── Records for processing ──
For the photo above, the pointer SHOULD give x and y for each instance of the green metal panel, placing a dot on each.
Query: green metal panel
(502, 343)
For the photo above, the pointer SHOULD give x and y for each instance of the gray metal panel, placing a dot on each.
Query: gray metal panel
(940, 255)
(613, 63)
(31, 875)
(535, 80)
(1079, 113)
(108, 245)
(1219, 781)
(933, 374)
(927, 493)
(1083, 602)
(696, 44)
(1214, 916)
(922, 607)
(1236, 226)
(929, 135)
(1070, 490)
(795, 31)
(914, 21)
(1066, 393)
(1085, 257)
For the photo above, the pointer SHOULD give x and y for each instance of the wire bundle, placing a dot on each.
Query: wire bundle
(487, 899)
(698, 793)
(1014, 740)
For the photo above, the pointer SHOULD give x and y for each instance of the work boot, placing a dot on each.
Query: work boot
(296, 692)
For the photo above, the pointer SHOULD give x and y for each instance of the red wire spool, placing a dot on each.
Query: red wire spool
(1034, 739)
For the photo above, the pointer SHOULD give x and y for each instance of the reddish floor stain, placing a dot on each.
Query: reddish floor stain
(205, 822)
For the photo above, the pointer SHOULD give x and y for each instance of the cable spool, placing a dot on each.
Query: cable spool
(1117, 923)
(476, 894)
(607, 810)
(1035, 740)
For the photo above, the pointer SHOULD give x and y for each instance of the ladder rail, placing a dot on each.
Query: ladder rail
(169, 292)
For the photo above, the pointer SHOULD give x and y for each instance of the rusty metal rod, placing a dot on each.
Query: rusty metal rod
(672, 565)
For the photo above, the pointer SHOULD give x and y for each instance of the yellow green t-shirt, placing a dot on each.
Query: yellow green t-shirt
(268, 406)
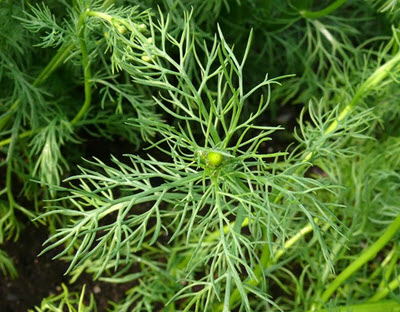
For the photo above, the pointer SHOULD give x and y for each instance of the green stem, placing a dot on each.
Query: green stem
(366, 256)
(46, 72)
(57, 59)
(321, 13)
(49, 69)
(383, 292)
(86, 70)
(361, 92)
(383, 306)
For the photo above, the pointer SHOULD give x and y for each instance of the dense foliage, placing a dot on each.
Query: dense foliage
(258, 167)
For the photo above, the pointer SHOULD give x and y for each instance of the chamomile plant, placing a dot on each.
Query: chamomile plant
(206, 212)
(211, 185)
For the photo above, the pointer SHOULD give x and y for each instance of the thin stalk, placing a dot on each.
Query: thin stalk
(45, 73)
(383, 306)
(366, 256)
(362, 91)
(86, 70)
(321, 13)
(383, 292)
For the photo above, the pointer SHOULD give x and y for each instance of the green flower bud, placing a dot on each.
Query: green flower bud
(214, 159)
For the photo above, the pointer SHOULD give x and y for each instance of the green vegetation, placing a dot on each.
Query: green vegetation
───
» **Exercise requirements**: Reproduce every entry above word for word, leaving the pictures out.

» **Solved problem**:
For the photo above, the pointer SHOULD give x and y for each instance of the green metal panel, placing a dot on each.
Query: green metal panel
(502, 343)
For the photo above, the pointer SHOULD give x and y for each instance of the gray metal panel, placing a dot on each.
Query: gray metal panel
(940, 255)
(613, 63)
(31, 875)
(535, 80)
(1079, 113)
(108, 245)
(1219, 781)
(933, 374)
(927, 493)
(1083, 602)
(696, 44)
(1214, 916)
(922, 607)
(1236, 226)
(929, 135)
(1070, 490)
(795, 31)
(914, 21)
(1066, 393)
(1085, 257)
For the photo above, the pointer SHOULD give x and y for each instance of the wire bundle, placing a dot on each.
Query: wire bundle
(487, 899)
(698, 793)
(1014, 740)
For the photo above, the pointer SHOULD give x and y for each instance of the work boot, placing a dot on each.
Query: work boot
(296, 692)
For the photo above, the pointer SHOULD give x and y for each instance of the red wire spool, placing a dot on each.
Query: red wire spool
(1034, 739)
For the photo above, the pointer SHOULD give x and y for each instance of the reddish floor stain, placing a dot on each.
Query: reddish floor stain
(205, 822)
For the photo above, the pointer SHOULD give x and y for each instance of the cable spool, placing a dot on each.
Query: cable spool
(1117, 923)
(476, 894)
(607, 810)
(1035, 740)
For the photo above, the pointer SHOULD give x and y for each instance of the ladder rail, placing a dot on each.
Query: ladder rail
(169, 292)
For the photo above, the pointer SHOULD give x and y for each instance of the rusty metal rod, placing a dot on each.
Query: rusty metal rod
(672, 565)
For the photo above, the pointer SHOULD give x and y for each instance of the yellow green t-shirt, placing a dot on each.
Query: yellow green t-shirt
(268, 406)
For the photo above, the pointer SHOULD give x and y for each instance of the green stem, placing a dot on each.
Query: green stem
(366, 256)
(46, 72)
(57, 59)
(321, 13)
(49, 69)
(383, 292)
(86, 70)
(361, 92)
(383, 306)
For the photo above, the pointer SHOULD give x and y for each instance of the dense foliage, placing a dot on each.
Query: dense foliage
(258, 167)
For the photo above, the pointer SHOULD give x and y for each instance of the chamomile plant, placing a dot on each.
Query: chamomile plant
(206, 212)
(211, 185)
For the photo above, the pointer SHOULD give x and y for each instance of the thin stalk, placing a dot on each.
Query: thin stalk
(45, 73)
(383, 306)
(366, 256)
(362, 91)
(86, 70)
(321, 13)
(383, 292)
For the photo above, the pointer SHOULD give x and y for each instance of the green flower bud, placing a dot on each.
Query: green flower bud
(214, 159)
For the photo above, the pointer SHOULD give x and y for each instance of the green vegetation, placing a dot on each.
Query: green vegetation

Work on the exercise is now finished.